◆ Task statement
Wherever a line in the data holds the word "front", pull that line out.

Records drawn from a dataset

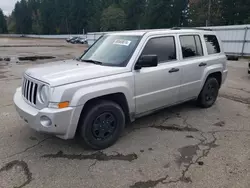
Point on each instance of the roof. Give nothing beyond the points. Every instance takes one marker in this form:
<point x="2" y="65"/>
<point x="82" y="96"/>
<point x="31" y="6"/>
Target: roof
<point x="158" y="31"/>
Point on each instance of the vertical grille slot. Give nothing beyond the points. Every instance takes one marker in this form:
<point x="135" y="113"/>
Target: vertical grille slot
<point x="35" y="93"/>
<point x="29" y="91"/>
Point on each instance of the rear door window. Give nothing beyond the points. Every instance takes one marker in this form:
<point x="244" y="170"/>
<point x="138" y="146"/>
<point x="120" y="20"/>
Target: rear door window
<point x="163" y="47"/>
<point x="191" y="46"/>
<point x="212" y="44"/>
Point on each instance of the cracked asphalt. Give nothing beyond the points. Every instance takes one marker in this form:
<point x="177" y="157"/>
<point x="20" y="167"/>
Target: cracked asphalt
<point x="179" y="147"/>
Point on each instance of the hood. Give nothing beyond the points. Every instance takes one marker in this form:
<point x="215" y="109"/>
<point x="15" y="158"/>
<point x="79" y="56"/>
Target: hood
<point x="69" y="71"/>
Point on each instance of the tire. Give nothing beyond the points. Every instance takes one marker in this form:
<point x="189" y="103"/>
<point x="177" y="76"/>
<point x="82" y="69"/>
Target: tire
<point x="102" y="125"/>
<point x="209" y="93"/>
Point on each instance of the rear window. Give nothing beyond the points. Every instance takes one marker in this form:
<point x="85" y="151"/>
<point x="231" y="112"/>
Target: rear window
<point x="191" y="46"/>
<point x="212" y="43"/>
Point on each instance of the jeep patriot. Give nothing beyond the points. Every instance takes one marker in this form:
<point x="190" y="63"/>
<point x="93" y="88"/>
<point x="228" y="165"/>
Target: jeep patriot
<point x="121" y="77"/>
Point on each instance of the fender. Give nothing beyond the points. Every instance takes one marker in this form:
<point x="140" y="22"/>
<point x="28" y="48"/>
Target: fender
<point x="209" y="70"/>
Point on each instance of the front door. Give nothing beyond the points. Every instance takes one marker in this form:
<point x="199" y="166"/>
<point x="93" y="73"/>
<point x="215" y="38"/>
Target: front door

◆ Response area
Point on each instance of the front door. Give nothing beyond the points. Every instance takes one marker in this form:
Target: front door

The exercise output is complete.